◆ **Work to be completed**
State how many lines of the material below contain the word "each". Reply with the number alone.
Start
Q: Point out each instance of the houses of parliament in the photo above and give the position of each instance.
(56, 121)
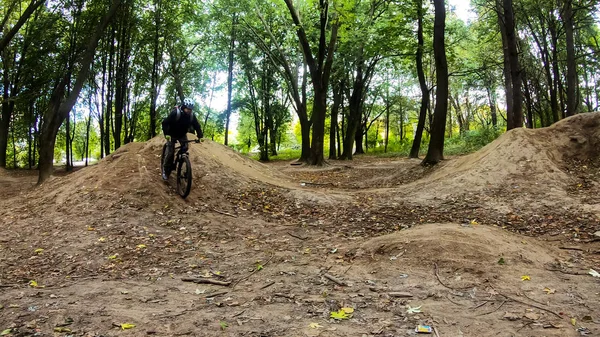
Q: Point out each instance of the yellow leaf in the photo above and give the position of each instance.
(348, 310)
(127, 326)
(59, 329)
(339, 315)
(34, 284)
End
Start
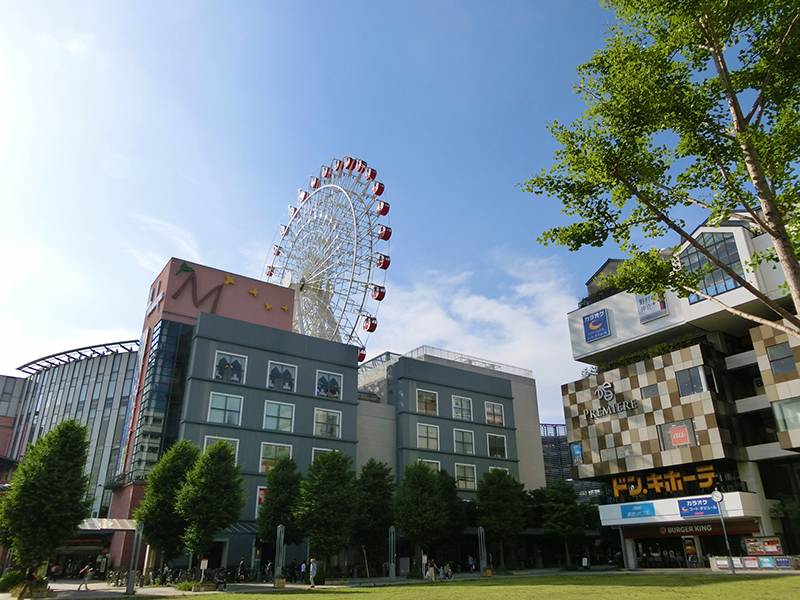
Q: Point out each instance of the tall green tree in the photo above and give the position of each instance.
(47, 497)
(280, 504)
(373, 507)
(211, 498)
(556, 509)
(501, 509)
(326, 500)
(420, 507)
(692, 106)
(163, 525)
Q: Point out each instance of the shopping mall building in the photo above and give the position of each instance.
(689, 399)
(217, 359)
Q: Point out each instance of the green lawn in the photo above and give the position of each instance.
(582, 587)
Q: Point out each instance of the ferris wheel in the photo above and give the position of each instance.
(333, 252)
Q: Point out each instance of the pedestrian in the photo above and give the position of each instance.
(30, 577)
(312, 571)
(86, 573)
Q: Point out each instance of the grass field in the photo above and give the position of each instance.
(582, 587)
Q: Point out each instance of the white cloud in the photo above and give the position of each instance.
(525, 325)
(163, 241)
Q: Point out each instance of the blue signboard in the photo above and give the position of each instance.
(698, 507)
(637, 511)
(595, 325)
End
◆ **Output for this task**
10